Lesetext:
Ich verstand. Solche frühen Bindungserfahrungen können signifikante Auswirkungen auf das spätere Erwachsenenleben haben. Für ein Kind in diesem Alter kann das Alleingelassenwerden durch eine primäre Bezugsperson, wie die Mutter, zu intensiven Gefühlen der Verlassenheit und Unsicherheit führen. Kleinkinder können sich noch nicht vollständig emotional selbstregulieren. Sie brauchen zum Beginn ihres Lebens eine zuverlässige Coregulation durch Bezugspersonen, um sich dann später im Erachsenenalter zuverlässig selbst regulieren zu können. Diese frühen Erfahrungen formen oft unbewusst das Verständnis des Kindes von Nähe, Sicherheit und Bindung. In Timos Fall scheint diese frühe Erfahrung des Alleingelassenseins eine tiefe Angst vor Einsamkeit und Verlassenheit mitbegründet zu haben. Diese spiegelt sich in seinem ständigen Bedürfnis nach einer Beziehung im Erwachsenenalter wider. Seine Beziehungssucht könnte daher eine unbewusste Strategie sein, um das als Kind erlebte wiederkehrende Gefühl der Verlassenheit zu vermeiden. Indem er ständig in Beziehungen bleibt, versucht er unbewusst, die Erfahrung des Verlassenwerdens zu kompensieren. Gleichzeitig versucht er das Gefühl der Sicherheit und Zugehörigkeit zu bewahren, das er in seiner Kindheit vermisst hat. Nur um dann schlussendlich doch wieder verlassen zu werden und so die Ursprungserfahrung komplett zu machen. Inklusive aller Gefühle und Unwohlseinszustände von damals.
Unser Gespräch nahm eine tiefere Wendung, als ich Timo fragte, ob er glaubte, dass diese Erfahrung etwas mit ihm gemacht habe. Er hielt inne, überlegte und sagte dann: "Jetzt, wo ich darüber nachdenke, merke ich, dass es das gleiche Gefühl ist wie heute." Tränen stiegen in seinen Augen auf. "Ich hätte nie gedacht, dass das etwas mit heute zu tun haben könnte. Das ist ja schon über 20 Jahre her."
Dieser Moment in der Beratung ist typisch, da Klient:innen oft die Verknüpfung zwischen ihren früheren Erfahrungen und ihren aktuellen Problemen nicht mehr sehen können. Die ursprüngliche Erfahrung ist so weit aus ihrem eigenen Erlebensraum verbannt, dass sie wie ein entferntes, irrelevantes Ereignis erscheint. Das Problem dabei ist, dass in der Psyche in gewisser Weise keine Zeit existiert. Im Unbewussten geschieht alles gleichzeitig. Wir als Personen werden zwar älter, aber unser Unbewusstes gleicht unsere aktuelle Erfahrung ständig aufgrund früherer, biografischer Erlebnisse ab.

Gesammelte Daten:
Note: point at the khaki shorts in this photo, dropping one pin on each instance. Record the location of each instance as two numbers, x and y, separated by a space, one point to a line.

Aufgaben:
A – Schreiben Sie aus dem Lesetext den Abschnitt von „Dieser Moment in“ bis einschließlich „biografischer Erlebnisse ab.“ wortgetreu ab.
B – Beantworten Sie die folgenden Fragen kurz anhand des Lesetextes.
(i) Was brauchen Kleinkinder zu Beginn ihres Lebens durch Bezugspersonen?
(ii) Wie lange liegt die Erfahrung nach Timos eigener Aussage zurück?
(iii) Was existiert in der Psyche in gewisser Weise nicht?

Lösungen:
A –
Dieser Moment in der Beratung ist typisch, da Klient:innen oft die Verknüpfung zwischen ihren früheren Erfahrungen und ihren aktuellen Problemen nicht mehr sehen können. Die ursprüngliche Erfahrung ist so weit aus ihrem eigenen Erlebensraum verbannt, dass sie wie ein entferntes, irrelevantes Ereignis erscheint. Das Problem dabei ist, dass in der Psyche in gewisser Weise keine Zeit existiert. Im Unbewussten geschieht alles gleichzeitig. Wir als Personen werden zwar älter, aber unser Unbewusstes gleicht unsere aktuelle Erfahrung ständig aufgrund früherer, biografischer Erlebnisse ab.

B –
(i) Eine zuverlässige Coregulation.
(ii) Über 20 Jahre.
(iii) Zeit.